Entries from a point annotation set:
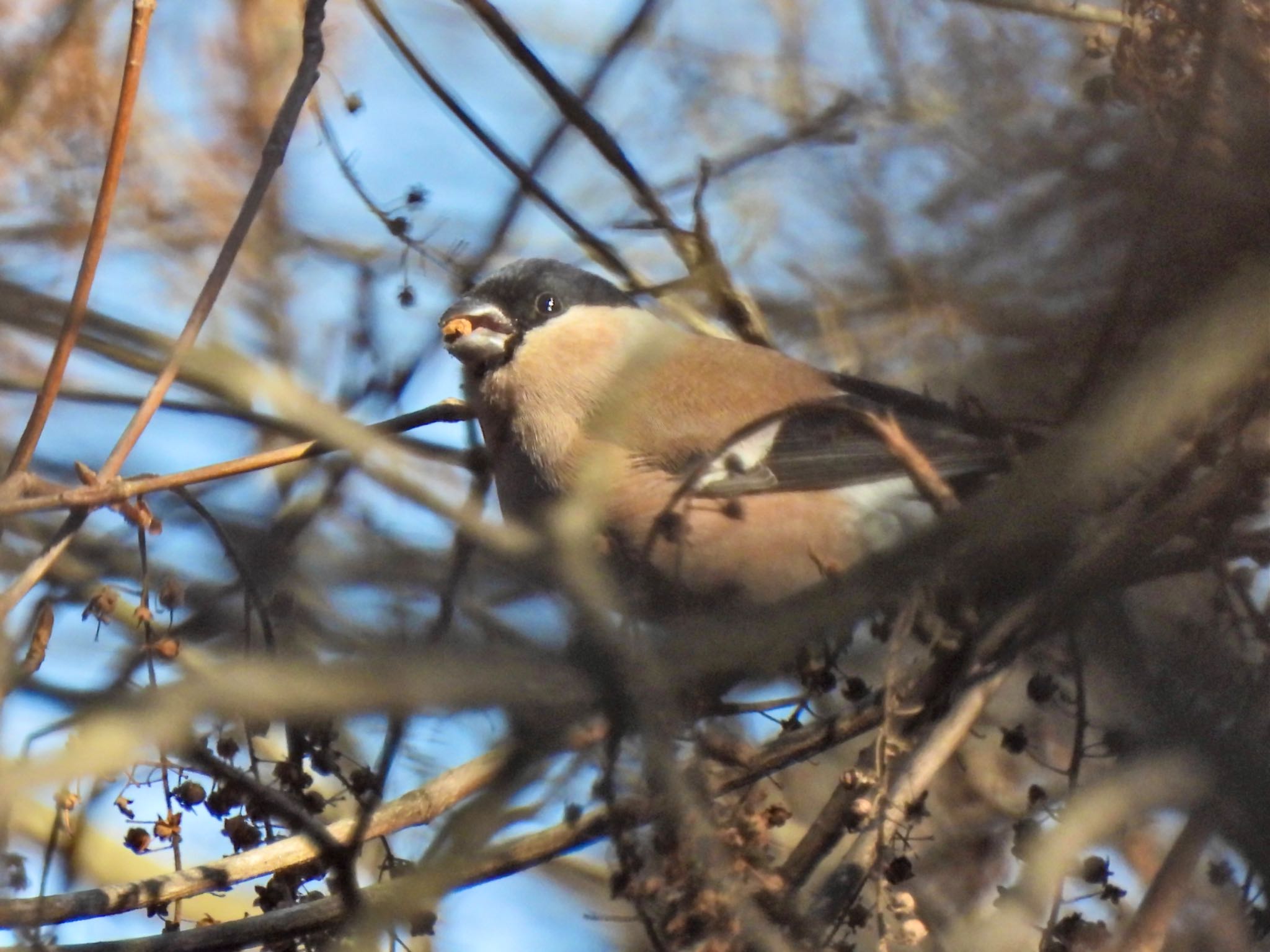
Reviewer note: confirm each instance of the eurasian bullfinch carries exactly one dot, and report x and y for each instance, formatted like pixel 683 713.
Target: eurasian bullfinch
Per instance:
pixel 735 473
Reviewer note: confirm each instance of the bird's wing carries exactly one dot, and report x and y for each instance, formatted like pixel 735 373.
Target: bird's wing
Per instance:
pixel 831 445
pixel 732 419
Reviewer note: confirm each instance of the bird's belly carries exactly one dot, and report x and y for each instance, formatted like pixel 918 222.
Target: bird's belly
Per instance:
pixel 763 548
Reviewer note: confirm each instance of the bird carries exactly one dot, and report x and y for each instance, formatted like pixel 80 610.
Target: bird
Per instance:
pixel 737 475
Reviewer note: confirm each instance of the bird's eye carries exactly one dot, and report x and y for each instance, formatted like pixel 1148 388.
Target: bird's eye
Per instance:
pixel 546 304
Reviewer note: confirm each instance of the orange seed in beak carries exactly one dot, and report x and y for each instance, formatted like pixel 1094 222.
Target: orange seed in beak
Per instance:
pixel 456 328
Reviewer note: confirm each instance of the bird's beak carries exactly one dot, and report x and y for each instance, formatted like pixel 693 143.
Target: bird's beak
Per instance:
pixel 478 337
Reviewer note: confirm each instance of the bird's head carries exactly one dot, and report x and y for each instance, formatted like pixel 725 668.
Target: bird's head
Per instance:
pixel 484 327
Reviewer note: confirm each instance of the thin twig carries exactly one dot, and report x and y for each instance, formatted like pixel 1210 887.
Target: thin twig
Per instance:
pixel 418 806
pixel 1060 11
pixel 601 249
pixel 143 11
pixel 638 23
pixel 118 491
pixel 271 160
pixel 1150 926
pixel 694 248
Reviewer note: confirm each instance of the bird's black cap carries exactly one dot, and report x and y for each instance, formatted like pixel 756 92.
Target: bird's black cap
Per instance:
pixel 535 290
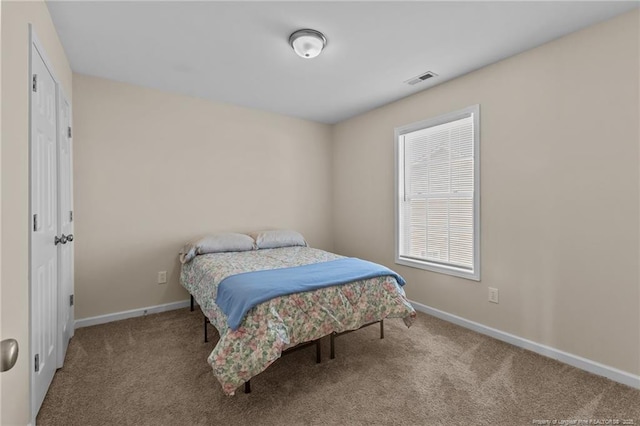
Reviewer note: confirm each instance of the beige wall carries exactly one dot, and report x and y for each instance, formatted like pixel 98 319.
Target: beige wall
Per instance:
pixel 559 193
pixel 153 170
pixel 15 185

**TASK TO CARRY OUT:** Rewrite the records from the line containing "Reviewer note: confirm each instance of the bird carries" through the line containing "pixel 484 327", inclusive, increasing every coordinate in the answer points by 21 and keeping every other line and number unchanged. Give only those lines.

**RESPONSE TO THIS EXERCISE:**
Reviewer note: confirm each instance of the bird carries exactly one dot, and report x and y for each instance, formatted like pixel 80 610.
Target: bird
Per instance:
pixel 758 496
Reviewer note: confirm each instance of the bird's eye carries exactly one dot, and report x and y for each instance, formatted like pixel 1148 388.
Target: bird's eye
Per instance:
pixel 567 325
Reviewer note: confirm each instance of the orange seed in beak carries exactly one dot, and report x and y for each instance, formatted like pixel 1094 222.
Target: orange seed in beak
Per instance:
pixel 477 349
Reviewer note: confirm each instance of the bird's beak carries exactly one dot, and report x and y for each instance, formatted like pixel 693 143.
Target: bird's beak
Per instance:
pixel 499 358
Reviewer note: confirm each instance of the bird's head carries exactly one dot, and report x and y for each instance, formatted like pixel 725 668.
Target: bird's head
Per instance:
pixel 505 348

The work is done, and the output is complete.